• _Selected extract_:
Courses for Fall 2014

  • Love: The Concept and Practice

    A study of love (in classical and modern texts and in film) that provides a window into a host of religious, philosophical, and ethical issues. Topics include the potential conflict between divine and human love, between transcendent and earthly love, and the nature of friendship, romance, marriage, and love at the crossroads. Although the scope is love in the West, the Kamasutra and other texts furnish a comparative component. LILE
    RELS 0050 S01
    Primary Instructor
    Cladis
  • Believers, Agnostics, and Atheists in Contemporary Fiction (JUDS 0050A)

    Interested students must register for JUDS 0050A (CRN 15093).
  • Radical Romantics: Politics, Ecology, and Religion

    We will endeavor to create an intimate community of learning as we jointly explore political, environmental, and religious aspects of Romanticism (especially British Romanticism). It has become commonplace to think of Romanticism as nostalgic notions of the pastoral or narcissistic reports of the individual’s private gaze on the sublime. In contrast to this approach, we will focus on the radical political and environmental perspectives embedded within Romantic religious and poetic sensibilities. In the process, we will reflect on how this Romantic heritage can serve as a contemporary public resource for the cultivation of interrelated environmental and democratic beliefs and practices. FYS WRIT LILE
    RELS 0090I S01
    Primary Instructor
    Cladis
  • The Classical Chinese Philosophy of Life

    An introduction to the origins and early development of the indigenous religious thought of China from the oracle bone divination of the Shang Dynasty to the ethical philosophy of Confucianism and the cosmology and mysticism of Daoism. The course will seek to identify and elucidate the basic elements of the distinctive Chinese world view and demonstrate how they have shaped the nature of religious practice and experience and how they have been shaped by them. Works of interpretive scholarship will be used to supplement the primary texts in translation that will form the course. Optional lab section.

• _Request 1_: List the title of every course in the fall 2014 course listing.

• _Records for this task_:
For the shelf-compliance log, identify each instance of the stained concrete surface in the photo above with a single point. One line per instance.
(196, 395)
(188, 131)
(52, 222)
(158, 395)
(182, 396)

• _Request 2_: Reproduce the entry that follows the fall 2014 course listing word for word.

• _Complete answer 1_:
Love: The Concept and Practice
Believers, Agnostics, and Atheists in Contemporary Fiction
Radical Romantics: Politics, Ecology, and Religion
The Classical Chinese Philosophy of Life

• _Complete answer 2_:
For the shelf-compliance log, identify each instance of the stained concrete surface in the photo above with a single point. One line per instance.
(196, 395)
(188, 131)
(52, 222)
(158, 395)
(182, 396)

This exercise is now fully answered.